## LISTING

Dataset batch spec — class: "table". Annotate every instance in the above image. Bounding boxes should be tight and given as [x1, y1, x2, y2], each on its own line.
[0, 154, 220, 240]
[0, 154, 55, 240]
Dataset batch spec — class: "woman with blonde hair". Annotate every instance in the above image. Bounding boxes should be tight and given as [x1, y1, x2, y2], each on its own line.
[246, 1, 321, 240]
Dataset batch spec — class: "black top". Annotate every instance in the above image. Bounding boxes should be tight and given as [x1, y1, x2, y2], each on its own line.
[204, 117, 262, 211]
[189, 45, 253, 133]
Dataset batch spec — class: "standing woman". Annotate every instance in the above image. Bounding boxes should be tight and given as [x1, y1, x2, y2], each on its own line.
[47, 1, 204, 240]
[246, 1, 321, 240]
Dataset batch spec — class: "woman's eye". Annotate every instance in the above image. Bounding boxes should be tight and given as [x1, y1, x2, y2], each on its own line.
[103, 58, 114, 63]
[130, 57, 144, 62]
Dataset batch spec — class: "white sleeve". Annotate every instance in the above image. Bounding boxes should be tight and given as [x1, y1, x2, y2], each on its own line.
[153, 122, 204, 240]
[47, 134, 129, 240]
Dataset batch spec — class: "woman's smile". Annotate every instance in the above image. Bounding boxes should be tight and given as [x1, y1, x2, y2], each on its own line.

## EXERCISE PROMPT
Rewrite all of the material above, replacing each occurrence of "Dataset batch spec" with "Labeling batch spec" and leaving everything else unchanged.

## REPLY
Labeling batch spec — class: "table". Annotate every instance in the above image. Bounding boxes should be tight and given as [x1, y1, x2, y2], each on its own line.
[0, 154, 220, 240]
[0, 154, 55, 240]
Labeling batch spec — class: "woman with blonde hair". Annotate every instance in the above image. Bounding boxes should be tight and given as [x1, y1, x2, y2], each on its own line.
[246, 1, 321, 240]
Labeling batch spec — class: "black top". Annotate every instance in the above image. Bounding boxes should be tight and given as [x1, y1, x2, y2], each on its own line.
[204, 117, 262, 211]
[189, 45, 253, 133]
Labeling batch spec — class: "standing woman". Annotate every instance in the above image. Bounding boxes should be tight and given as [x1, y1, x2, y2], each on its own line.
[47, 1, 204, 240]
[246, 1, 321, 240]
Labeling batch spec — class: "woman's eye". Annotate every instance in the above image. Bounding boxes should be tight and given as [x1, y1, x2, y2], each on its own line.
[103, 58, 114, 63]
[130, 57, 144, 62]
Labeling batch spec — class: "white sleeve". Annotate every instance in the above image. Bounding boxes should be tight and given as [x1, y1, x2, y2], each on its own line.
[153, 122, 204, 240]
[47, 134, 129, 240]
Labeling batch spec — class: "woman's smile". Annotate every instance in the above image. Bounding boxes should be tight and given as [x1, y1, x2, y2], each on its own line.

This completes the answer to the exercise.